EXERCISE DETAILS: Could you give again exactly, and only, the lines from the one holding "the road surface." through the end of the data, both ends included, with pictures left out?

Stored entries:
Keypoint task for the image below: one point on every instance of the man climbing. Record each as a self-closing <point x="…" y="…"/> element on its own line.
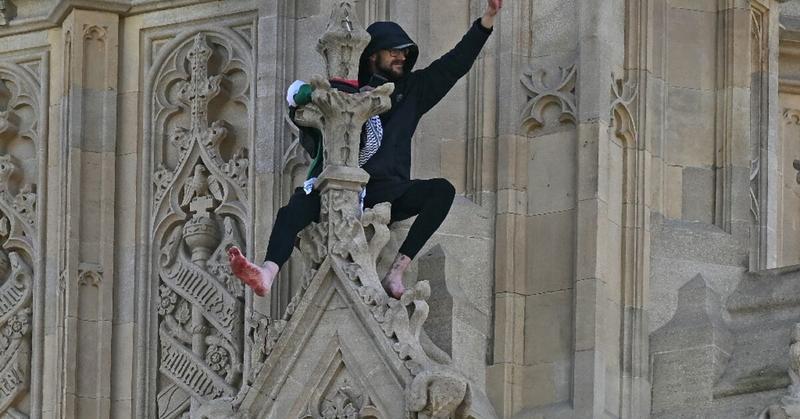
<point x="386" y="148"/>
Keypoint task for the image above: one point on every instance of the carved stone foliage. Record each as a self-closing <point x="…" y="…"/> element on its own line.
<point x="20" y="136"/>
<point x="551" y="97"/>
<point x="622" y="122"/>
<point x="339" y="395"/>
<point x="201" y="104"/>
<point x="348" y="241"/>
<point x="340" y="45"/>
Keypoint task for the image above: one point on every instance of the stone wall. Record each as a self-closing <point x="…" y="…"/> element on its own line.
<point x="626" y="169"/>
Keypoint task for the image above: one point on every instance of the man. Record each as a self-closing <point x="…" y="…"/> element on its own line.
<point x="386" y="150"/>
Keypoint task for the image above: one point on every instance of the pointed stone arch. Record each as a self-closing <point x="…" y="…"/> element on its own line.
<point x="198" y="132"/>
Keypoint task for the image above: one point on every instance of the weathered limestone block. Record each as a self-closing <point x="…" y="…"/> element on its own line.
<point x="689" y="352"/>
<point x="341" y="323"/>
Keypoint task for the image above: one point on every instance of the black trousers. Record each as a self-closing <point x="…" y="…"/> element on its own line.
<point x="429" y="200"/>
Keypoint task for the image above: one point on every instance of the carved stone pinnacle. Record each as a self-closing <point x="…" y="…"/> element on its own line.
<point x="342" y="42"/>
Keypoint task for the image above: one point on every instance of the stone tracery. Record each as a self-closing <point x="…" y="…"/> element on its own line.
<point x="200" y="203"/>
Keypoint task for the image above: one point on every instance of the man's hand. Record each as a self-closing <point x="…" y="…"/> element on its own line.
<point x="492" y="8"/>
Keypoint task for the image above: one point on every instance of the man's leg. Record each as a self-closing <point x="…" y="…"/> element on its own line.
<point x="430" y="201"/>
<point x="301" y="210"/>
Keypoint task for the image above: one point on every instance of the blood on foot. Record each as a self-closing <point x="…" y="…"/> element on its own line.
<point x="251" y="274"/>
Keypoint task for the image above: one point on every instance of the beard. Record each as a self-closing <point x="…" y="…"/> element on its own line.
<point x="392" y="70"/>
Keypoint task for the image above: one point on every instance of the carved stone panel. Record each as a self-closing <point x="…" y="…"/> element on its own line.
<point x="21" y="131"/>
<point x="199" y="92"/>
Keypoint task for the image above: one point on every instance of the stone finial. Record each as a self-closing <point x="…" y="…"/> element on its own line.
<point x="342" y="42"/>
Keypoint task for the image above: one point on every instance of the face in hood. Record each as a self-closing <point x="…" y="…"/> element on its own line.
<point x="386" y="35"/>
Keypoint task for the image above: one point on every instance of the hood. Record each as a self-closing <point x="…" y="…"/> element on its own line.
<point x="386" y="35"/>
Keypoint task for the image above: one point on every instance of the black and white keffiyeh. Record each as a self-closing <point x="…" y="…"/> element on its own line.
<point x="374" y="135"/>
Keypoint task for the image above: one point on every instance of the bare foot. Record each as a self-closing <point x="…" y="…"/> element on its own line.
<point x="393" y="281"/>
<point x="259" y="278"/>
<point x="394" y="287"/>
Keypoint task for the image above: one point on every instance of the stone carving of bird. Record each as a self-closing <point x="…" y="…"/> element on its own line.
<point x="196" y="185"/>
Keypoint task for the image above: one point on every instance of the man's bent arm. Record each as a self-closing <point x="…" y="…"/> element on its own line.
<point x="441" y="75"/>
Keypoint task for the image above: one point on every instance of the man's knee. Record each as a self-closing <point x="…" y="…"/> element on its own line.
<point x="443" y="189"/>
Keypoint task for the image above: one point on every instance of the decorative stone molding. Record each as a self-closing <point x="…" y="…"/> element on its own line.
<point x="7" y="12"/>
<point x="622" y="121"/>
<point x="23" y="123"/>
<point x="90" y="274"/>
<point x="200" y="208"/>
<point x="16" y="294"/>
<point x="342" y="43"/>
<point x="340" y="254"/>
<point x="552" y="87"/>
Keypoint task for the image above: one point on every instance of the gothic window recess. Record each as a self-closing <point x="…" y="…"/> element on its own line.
<point x="201" y="102"/>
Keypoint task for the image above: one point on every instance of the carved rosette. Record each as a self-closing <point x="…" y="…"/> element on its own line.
<point x="20" y="135"/>
<point x="549" y="88"/>
<point x="201" y="208"/>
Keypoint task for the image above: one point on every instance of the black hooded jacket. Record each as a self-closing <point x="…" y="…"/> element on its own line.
<point x="414" y="95"/>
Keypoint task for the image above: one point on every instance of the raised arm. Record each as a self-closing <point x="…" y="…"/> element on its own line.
<point x="441" y="75"/>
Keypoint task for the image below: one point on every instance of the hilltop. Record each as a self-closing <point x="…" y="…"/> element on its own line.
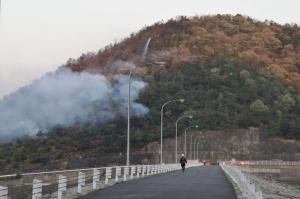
<point x="234" y="72"/>
<point x="266" y="46"/>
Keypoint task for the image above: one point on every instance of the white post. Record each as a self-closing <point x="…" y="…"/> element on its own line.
<point x="62" y="186"/>
<point x="81" y="181"/>
<point x="3" y="192"/>
<point x="37" y="189"/>
<point x="126" y="173"/>
<point x="107" y="174"/>
<point x="96" y="177"/>
<point x="118" y="173"/>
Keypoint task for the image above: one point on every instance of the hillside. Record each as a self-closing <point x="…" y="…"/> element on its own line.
<point x="266" y="46"/>
<point x="233" y="71"/>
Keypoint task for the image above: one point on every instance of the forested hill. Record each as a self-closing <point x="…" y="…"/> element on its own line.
<point x="266" y="46"/>
<point x="234" y="73"/>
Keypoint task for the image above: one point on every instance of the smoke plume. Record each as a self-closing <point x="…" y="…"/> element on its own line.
<point x="64" y="98"/>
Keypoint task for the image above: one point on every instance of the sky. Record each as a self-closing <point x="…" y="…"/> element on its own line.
<point x="37" y="36"/>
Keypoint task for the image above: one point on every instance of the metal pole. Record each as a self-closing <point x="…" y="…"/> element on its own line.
<point x="161" y="132"/>
<point x="161" y="125"/>
<point x="185" y="143"/>
<point x="191" y="152"/>
<point x="198" y="151"/>
<point x="176" y="142"/>
<point x="195" y="149"/>
<point x="176" y="137"/>
<point x="128" y="119"/>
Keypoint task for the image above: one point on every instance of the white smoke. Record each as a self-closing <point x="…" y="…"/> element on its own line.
<point x="64" y="98"/>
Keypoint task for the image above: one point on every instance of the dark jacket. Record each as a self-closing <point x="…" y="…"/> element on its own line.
<point x="183" y="161"/>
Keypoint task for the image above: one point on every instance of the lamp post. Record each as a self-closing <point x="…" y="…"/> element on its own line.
<point x="161" y="124"/>
<point x="195" y="142"/>
<point x="198" y="147"/>
<point x="185" y="131"/>
<point x="176" y="133"/>
<point x="198" y="151"/>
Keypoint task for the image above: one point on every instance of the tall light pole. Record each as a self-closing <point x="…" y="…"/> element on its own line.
<point x="176" y="140"/>
<point x="194" y="146"/>
<point x="198" y="147"/>
<point x="195" y="142"/>
<point x="185" y="131"/>
<point x="161" y="124"/>
<point x="128" y="117"/>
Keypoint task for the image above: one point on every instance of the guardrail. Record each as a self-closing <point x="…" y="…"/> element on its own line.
<point x="74" y="183"/>
<point x="271" y="163"/>
<point x="249" y="189"/>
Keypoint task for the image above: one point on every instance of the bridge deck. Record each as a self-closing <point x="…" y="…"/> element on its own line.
<point x="207" y="182"/>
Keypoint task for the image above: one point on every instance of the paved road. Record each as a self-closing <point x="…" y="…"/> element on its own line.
<point x="207" y="182"/>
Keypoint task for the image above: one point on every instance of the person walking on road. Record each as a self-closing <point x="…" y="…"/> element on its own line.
<point x="183" y="162"/>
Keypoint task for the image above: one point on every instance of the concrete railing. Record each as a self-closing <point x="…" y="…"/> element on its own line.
<point x="249" y="189"/>
<point x="270" y="163"/>
<point x="74" y="183"/>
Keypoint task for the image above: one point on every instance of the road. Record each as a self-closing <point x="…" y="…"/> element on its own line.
<point x="207" y="182"/>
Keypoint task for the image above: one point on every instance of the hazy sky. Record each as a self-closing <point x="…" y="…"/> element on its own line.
<point x="36" y="36"/>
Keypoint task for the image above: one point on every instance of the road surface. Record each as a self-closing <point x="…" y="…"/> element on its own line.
<point x="206" y="182"/>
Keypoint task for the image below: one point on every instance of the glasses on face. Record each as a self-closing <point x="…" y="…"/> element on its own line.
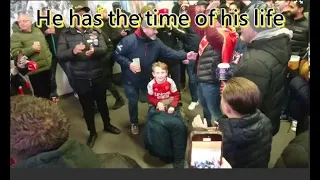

RESULT OF THE TASK:
Keypoint task for the image above: one point on every instance of the road surface. Record each as a self-closing <point x="…" y="…"/> element on its own line.
<point x="206" y="182"/>
Keypoint task for the image below: one point on every instance of the glasses on face. Record each as a self-closing <point x="…" y="…"/> element on its own line.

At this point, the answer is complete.